• WHAT IS NEEDED: Begin at the first line of the data and copy each line through the one containing "pixel 280 34", that line included, with no pictures.

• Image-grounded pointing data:

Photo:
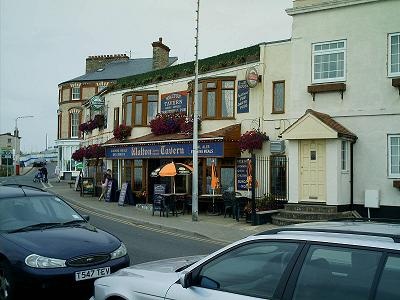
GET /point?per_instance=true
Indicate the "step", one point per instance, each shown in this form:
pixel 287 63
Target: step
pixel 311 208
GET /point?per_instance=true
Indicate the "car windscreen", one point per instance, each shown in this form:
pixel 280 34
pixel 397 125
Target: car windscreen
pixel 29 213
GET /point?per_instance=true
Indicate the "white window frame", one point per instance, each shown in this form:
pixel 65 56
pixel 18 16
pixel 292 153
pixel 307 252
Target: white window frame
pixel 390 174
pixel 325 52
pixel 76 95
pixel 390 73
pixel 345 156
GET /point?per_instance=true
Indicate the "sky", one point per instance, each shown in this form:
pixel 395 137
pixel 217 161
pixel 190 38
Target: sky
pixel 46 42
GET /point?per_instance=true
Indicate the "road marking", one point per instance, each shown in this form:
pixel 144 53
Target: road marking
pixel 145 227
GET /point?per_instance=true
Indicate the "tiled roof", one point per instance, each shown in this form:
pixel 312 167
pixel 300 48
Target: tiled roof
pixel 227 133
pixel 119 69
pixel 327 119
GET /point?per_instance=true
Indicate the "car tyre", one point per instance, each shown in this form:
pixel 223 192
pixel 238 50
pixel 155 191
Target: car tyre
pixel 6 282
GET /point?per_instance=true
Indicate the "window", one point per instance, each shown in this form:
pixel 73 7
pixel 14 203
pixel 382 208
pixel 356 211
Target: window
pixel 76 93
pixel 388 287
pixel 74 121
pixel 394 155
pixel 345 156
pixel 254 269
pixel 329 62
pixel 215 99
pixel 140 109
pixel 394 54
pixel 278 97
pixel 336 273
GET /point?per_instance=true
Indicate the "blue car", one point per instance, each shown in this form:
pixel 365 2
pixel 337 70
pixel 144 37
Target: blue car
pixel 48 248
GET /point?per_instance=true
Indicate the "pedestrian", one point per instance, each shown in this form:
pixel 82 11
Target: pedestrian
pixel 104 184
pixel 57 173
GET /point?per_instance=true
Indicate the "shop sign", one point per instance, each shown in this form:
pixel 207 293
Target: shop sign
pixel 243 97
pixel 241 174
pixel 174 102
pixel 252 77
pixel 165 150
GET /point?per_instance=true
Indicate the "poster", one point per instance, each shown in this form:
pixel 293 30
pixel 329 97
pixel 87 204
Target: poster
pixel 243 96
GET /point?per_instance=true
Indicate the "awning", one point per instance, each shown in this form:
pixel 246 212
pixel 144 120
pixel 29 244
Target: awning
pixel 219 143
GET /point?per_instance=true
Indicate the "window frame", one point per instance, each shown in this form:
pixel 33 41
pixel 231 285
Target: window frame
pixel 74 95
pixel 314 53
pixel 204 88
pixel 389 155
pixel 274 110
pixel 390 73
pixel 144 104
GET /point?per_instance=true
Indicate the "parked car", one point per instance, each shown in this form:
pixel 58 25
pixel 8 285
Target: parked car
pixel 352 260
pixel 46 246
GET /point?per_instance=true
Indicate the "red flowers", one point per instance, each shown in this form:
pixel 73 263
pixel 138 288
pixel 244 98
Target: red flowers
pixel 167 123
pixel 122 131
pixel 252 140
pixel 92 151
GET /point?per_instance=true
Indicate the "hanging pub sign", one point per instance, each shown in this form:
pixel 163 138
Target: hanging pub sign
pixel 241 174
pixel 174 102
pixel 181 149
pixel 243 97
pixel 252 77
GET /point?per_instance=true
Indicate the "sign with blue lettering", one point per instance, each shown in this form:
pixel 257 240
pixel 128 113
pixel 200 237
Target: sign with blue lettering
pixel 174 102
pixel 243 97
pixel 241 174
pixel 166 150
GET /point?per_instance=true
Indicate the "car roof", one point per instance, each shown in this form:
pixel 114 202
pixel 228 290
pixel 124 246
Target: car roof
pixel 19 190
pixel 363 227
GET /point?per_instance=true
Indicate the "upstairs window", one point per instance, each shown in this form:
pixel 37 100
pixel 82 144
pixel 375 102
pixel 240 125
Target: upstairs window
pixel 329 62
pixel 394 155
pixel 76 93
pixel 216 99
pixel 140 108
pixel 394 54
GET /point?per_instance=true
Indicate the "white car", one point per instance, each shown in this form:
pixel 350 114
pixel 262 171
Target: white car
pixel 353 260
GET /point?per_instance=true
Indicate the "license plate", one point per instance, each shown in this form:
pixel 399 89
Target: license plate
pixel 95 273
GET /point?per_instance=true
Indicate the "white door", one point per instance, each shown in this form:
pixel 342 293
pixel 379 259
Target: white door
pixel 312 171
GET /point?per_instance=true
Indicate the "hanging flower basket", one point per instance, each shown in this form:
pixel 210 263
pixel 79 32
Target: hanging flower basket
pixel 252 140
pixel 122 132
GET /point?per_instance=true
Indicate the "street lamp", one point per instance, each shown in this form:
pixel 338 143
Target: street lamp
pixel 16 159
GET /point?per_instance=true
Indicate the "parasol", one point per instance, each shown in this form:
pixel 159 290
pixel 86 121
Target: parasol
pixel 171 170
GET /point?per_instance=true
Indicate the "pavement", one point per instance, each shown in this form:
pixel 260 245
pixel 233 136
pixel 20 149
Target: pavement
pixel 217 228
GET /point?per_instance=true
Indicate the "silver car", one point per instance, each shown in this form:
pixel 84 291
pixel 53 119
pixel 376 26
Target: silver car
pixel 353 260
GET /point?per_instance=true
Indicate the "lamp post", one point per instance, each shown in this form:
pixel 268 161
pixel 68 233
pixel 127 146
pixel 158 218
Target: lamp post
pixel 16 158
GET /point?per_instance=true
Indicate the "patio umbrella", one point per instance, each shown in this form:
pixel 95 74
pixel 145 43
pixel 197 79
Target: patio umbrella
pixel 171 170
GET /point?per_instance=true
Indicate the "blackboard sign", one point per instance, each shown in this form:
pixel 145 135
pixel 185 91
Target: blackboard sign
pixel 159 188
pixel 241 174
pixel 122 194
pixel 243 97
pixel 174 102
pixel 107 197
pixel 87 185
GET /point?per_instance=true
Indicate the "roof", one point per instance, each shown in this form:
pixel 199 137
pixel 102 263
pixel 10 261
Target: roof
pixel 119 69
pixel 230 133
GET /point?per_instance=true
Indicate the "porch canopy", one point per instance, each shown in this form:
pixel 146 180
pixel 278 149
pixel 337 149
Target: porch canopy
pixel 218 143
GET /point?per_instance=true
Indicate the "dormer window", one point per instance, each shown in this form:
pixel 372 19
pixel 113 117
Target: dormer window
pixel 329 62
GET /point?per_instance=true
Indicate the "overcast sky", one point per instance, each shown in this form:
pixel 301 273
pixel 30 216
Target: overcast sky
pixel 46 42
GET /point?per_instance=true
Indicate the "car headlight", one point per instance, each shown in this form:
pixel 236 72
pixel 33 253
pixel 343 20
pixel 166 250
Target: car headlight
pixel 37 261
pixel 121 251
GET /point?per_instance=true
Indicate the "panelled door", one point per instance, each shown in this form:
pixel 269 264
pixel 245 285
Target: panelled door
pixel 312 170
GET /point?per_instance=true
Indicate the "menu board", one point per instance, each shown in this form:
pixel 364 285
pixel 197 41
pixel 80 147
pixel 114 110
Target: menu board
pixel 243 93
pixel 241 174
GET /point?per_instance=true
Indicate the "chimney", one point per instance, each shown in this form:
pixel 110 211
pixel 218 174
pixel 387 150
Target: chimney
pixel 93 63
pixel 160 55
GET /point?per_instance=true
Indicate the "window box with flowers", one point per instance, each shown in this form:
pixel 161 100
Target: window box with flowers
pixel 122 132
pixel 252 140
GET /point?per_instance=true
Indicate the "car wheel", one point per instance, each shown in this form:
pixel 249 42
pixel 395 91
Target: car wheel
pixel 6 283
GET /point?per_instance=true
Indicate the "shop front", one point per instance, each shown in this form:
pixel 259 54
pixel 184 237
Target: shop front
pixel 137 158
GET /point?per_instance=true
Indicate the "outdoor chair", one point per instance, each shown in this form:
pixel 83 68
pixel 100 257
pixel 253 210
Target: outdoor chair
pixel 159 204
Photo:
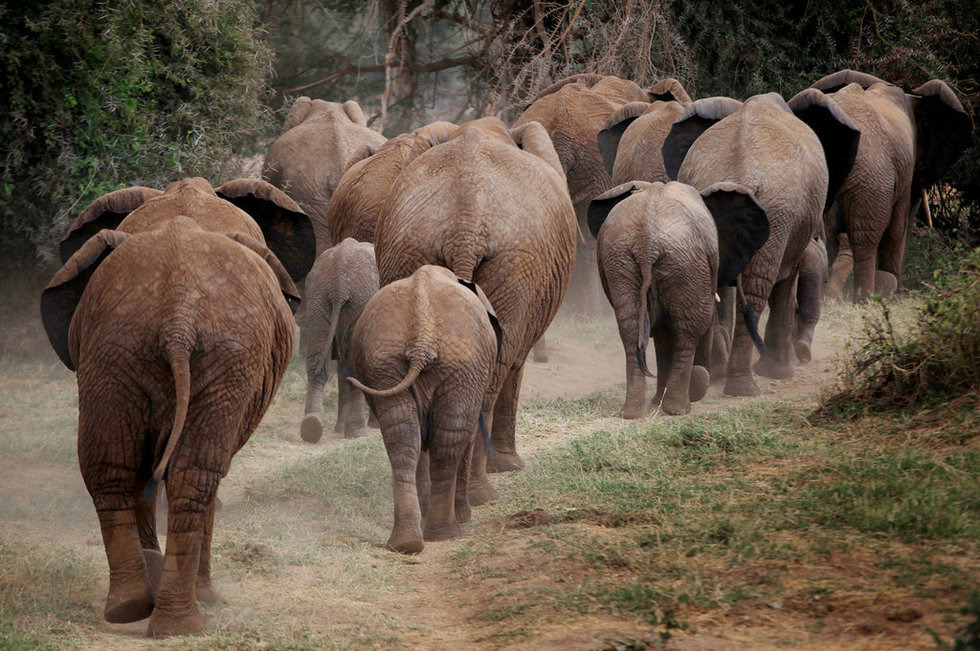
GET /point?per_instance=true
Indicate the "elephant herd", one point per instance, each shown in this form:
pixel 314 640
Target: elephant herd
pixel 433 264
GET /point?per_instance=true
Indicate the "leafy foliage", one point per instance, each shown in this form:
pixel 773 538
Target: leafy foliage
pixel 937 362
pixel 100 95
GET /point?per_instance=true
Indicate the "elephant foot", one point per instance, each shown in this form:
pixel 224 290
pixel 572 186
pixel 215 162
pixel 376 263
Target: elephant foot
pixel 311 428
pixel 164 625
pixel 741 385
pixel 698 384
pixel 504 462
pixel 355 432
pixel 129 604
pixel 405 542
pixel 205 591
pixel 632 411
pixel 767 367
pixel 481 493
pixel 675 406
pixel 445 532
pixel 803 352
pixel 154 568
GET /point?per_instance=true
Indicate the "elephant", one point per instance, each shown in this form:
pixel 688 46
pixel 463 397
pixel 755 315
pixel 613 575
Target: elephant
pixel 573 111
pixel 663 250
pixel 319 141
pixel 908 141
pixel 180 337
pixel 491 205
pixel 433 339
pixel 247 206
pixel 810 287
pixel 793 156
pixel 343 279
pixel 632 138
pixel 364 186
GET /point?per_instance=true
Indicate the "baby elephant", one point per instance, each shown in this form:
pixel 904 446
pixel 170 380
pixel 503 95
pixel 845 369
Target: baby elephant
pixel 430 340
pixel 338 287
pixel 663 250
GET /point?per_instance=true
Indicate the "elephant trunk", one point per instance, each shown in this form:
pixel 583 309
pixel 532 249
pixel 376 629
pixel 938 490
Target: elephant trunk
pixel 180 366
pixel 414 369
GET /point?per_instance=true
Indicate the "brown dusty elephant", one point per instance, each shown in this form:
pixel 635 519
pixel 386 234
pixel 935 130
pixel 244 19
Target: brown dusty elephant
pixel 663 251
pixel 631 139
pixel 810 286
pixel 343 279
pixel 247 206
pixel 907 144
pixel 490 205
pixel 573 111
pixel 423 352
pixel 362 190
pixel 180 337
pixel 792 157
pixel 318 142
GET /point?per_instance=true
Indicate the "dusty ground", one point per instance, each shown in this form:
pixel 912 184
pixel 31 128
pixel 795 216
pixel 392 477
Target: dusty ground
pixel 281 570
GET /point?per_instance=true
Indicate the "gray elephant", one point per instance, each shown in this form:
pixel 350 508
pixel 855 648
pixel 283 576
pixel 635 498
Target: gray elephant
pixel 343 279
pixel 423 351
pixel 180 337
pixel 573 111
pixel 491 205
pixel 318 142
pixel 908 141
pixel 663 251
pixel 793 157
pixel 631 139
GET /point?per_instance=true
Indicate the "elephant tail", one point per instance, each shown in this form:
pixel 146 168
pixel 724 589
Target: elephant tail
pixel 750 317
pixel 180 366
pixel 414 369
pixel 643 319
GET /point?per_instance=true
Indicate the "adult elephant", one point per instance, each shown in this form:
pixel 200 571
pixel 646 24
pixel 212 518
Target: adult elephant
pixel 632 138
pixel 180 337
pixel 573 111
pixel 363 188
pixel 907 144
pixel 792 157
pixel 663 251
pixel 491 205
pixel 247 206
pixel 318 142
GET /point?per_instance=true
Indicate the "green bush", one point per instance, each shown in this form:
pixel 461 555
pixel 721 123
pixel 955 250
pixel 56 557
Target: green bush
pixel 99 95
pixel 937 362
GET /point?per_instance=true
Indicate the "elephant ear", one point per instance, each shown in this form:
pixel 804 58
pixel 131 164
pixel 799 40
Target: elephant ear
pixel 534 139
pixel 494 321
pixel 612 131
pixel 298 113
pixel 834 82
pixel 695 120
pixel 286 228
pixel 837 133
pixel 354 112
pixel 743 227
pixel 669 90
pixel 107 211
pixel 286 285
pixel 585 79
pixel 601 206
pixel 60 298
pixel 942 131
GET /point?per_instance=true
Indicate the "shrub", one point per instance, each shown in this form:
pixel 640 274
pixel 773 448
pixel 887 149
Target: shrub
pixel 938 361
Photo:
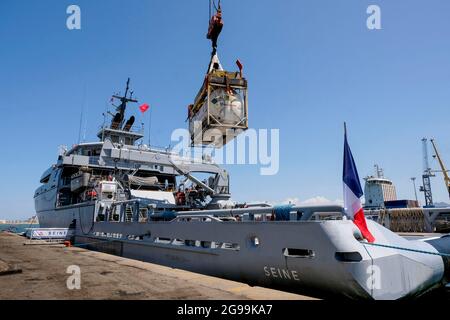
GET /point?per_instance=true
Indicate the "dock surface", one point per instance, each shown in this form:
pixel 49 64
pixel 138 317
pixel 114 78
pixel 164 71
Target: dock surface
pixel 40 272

• SOLUTION TO THIS PROBLEM:
Photo:
GET /point?per_instance=true
Indicate the "step", one point per instance, each shown in this form:
pixel 287 63
Target: step
pixel 311 208
GET /point?per_instance=true
Indicate the "car windscreen", one point per instance, each shown in this form:
pixel 280 34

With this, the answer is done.